Transcribe exactly the lines that fall between the one holding "of the brown" and the one holding "of the rider's", inclusive, from the entries below.

▸ **INFORMATION PROVIDED**:

━━━

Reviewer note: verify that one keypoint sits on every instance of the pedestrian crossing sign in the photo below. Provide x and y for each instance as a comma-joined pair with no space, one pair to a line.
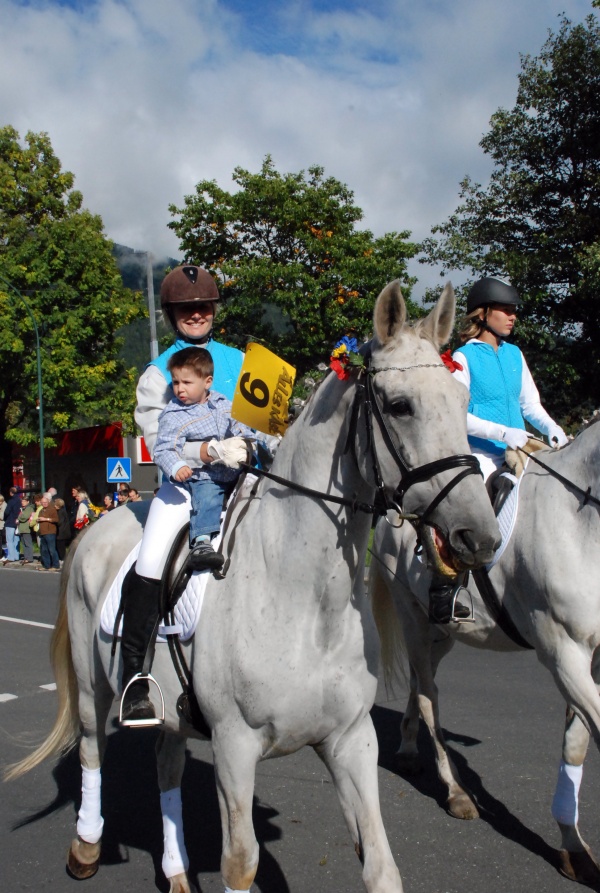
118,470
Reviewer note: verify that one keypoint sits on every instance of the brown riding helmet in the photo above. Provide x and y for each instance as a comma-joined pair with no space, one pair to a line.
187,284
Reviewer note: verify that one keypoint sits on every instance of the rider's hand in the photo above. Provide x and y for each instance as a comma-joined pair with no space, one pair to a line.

━━━

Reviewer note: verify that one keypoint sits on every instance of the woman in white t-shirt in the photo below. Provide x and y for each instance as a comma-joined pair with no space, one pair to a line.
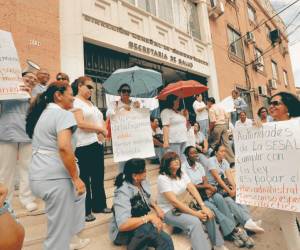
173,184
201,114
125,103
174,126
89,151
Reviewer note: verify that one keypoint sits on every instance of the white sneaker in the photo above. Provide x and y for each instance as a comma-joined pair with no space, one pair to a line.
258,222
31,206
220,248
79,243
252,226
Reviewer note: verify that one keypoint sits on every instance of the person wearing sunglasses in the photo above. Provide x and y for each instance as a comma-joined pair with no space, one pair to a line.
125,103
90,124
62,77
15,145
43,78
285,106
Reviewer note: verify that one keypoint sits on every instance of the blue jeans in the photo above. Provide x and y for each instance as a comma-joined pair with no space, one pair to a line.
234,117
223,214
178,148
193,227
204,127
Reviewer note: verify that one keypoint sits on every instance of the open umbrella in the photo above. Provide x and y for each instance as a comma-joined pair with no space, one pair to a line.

━━━

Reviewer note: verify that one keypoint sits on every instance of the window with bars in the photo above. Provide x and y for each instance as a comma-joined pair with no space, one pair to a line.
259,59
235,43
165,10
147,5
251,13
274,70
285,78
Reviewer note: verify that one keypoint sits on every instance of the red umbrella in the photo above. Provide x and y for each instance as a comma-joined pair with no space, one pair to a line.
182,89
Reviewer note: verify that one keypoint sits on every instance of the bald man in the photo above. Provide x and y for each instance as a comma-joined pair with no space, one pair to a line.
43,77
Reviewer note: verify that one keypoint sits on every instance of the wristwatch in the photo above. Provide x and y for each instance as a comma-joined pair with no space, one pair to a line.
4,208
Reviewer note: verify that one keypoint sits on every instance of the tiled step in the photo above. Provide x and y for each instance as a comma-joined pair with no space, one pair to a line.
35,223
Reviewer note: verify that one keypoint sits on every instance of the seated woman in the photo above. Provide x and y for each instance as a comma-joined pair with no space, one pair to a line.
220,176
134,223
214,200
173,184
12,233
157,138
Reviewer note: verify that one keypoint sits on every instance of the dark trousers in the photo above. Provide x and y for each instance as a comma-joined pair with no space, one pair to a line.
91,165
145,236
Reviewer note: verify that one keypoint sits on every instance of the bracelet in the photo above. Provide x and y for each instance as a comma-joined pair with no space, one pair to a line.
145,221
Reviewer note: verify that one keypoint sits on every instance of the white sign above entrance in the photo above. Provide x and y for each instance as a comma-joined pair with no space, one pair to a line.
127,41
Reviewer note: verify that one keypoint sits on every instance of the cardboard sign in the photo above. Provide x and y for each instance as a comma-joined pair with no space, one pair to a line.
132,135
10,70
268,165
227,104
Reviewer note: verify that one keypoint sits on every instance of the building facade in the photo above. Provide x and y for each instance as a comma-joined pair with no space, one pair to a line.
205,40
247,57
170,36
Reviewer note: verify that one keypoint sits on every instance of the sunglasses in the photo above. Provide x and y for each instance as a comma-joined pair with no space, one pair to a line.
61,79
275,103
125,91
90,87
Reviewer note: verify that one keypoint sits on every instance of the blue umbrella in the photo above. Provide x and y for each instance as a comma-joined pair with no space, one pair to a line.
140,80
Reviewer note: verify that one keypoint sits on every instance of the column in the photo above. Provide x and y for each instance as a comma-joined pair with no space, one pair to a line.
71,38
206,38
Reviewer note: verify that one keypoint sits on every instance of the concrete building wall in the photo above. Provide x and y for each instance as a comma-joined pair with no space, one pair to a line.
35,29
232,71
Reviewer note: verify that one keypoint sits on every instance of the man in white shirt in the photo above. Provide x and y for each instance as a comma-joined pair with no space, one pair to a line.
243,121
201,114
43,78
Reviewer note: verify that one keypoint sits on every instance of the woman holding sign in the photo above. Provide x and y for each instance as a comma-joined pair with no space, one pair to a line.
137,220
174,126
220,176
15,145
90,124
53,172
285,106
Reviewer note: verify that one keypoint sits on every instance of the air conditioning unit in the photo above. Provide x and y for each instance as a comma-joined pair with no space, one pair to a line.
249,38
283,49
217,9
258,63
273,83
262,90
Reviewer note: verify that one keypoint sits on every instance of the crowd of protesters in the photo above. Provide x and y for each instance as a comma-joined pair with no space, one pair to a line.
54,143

━━━

▸ **TASK SOLUTION**:
Reviewer note: verify that one keypoint sits on every instance of the brown riding helmet in the photo above. Provide x and y for each instance as a comma-joined pair with no space, one pair to a line.
187,284
Reviewer note: verify that one keypoint sits on every instance of the rider's hand in the photo above. Provide x and y for each instance as a comma-joined pair with no space, one pair to a line.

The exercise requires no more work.